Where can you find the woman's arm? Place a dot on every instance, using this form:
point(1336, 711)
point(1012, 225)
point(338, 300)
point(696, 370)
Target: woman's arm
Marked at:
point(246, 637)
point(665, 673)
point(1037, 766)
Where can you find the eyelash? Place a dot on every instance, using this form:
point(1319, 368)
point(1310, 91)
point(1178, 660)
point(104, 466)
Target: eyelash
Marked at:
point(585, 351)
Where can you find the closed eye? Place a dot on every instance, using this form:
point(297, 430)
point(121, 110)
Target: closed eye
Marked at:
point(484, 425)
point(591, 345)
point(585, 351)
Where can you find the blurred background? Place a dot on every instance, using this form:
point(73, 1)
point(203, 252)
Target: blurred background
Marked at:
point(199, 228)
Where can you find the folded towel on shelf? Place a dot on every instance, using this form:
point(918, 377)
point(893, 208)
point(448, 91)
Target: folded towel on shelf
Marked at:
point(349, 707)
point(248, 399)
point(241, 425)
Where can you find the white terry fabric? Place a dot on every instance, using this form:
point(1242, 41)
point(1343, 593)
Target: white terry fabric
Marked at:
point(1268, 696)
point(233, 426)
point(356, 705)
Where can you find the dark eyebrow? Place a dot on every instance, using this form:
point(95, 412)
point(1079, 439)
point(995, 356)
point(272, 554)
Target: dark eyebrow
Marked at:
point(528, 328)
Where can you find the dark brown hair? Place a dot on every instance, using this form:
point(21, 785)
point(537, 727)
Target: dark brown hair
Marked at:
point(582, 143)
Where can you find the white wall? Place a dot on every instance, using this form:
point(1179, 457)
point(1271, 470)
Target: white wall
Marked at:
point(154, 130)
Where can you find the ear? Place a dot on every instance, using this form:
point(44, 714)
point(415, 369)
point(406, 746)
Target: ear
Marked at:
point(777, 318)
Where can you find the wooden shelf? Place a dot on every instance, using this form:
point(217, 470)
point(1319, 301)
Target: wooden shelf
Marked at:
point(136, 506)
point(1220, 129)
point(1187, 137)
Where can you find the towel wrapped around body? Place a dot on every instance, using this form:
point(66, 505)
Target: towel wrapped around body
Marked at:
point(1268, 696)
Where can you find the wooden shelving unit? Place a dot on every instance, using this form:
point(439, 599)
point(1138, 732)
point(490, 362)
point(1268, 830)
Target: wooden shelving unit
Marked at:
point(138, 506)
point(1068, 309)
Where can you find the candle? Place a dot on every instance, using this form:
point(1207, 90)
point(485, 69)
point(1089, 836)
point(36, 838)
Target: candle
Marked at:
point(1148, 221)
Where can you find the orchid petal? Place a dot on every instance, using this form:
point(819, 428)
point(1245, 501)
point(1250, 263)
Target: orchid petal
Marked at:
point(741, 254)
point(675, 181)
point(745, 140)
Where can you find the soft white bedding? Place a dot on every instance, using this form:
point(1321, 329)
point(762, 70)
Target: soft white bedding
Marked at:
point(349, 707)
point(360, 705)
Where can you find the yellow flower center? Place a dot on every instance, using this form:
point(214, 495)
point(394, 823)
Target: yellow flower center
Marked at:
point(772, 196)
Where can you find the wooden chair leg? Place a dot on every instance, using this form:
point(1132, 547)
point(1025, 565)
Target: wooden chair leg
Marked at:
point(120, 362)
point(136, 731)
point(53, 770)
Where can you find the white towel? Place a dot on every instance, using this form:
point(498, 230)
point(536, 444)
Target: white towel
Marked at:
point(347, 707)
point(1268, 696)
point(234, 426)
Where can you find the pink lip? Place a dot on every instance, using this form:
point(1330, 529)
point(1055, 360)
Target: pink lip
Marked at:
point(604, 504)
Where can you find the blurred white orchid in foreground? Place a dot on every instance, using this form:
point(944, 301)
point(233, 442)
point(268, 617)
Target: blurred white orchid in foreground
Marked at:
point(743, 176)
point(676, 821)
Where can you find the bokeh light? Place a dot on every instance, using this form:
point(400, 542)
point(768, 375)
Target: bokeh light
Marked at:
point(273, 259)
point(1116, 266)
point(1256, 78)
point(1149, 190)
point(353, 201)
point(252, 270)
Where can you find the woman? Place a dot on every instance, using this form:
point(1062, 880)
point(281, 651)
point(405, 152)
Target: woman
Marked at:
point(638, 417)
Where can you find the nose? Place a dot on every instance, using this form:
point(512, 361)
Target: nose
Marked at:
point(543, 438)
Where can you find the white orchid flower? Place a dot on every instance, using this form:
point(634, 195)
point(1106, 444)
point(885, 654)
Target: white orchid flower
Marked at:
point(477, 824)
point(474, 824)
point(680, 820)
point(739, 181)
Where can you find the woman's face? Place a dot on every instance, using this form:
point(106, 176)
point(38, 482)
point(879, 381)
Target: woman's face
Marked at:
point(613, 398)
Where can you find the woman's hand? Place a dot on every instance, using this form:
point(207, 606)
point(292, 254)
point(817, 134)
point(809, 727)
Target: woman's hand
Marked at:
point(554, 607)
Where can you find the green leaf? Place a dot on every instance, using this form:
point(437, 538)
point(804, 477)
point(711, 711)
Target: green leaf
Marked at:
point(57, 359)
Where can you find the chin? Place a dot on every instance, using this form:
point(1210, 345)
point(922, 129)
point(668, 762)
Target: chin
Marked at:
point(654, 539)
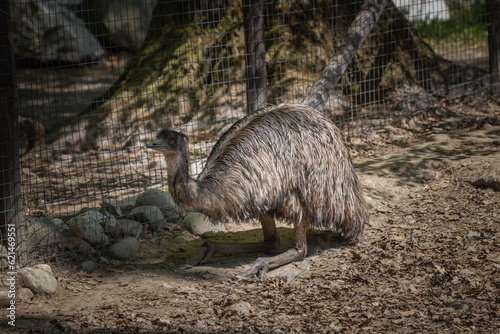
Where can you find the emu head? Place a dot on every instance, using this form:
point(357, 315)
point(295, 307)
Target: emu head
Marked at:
point(170, 142)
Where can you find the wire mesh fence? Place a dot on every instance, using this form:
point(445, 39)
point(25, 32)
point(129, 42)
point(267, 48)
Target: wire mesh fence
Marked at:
point(98, 79)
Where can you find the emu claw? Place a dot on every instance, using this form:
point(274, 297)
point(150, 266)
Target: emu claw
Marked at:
point(259, 268)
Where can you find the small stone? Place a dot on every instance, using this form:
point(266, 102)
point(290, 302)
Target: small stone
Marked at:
point(111, 207)
point(131, 228)
point(90, 226)
point(163, 200)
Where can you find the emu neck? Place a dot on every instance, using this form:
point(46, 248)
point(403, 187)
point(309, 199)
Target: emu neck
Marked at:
point(182, 187)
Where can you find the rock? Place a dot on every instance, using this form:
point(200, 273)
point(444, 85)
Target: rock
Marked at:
point(85, 250)
point(198, 224)
point(131, 228)
point(183, 238)
point(111, 207)
point(37, 280)
point(57, 223)
point(25, 294)
point(49, 31)
point(163, 200)
point(90, 226)
point(39, 233)
point(112, 228)
point(128, 203)
point(124, 249)
point(4, 299)
point(241, 308)
point(44, 267)
point(422, 10)
point(148, 215)
point(121, 22)
point(88, 266)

☆ ☆ ☆ ☆ ☆ ☆ ☆

■ PROBLEM REQUIREMENTS: Tally up the lines of the data above where the string "leaf" appears, and give only the count.

■ TASK ANSWER: 2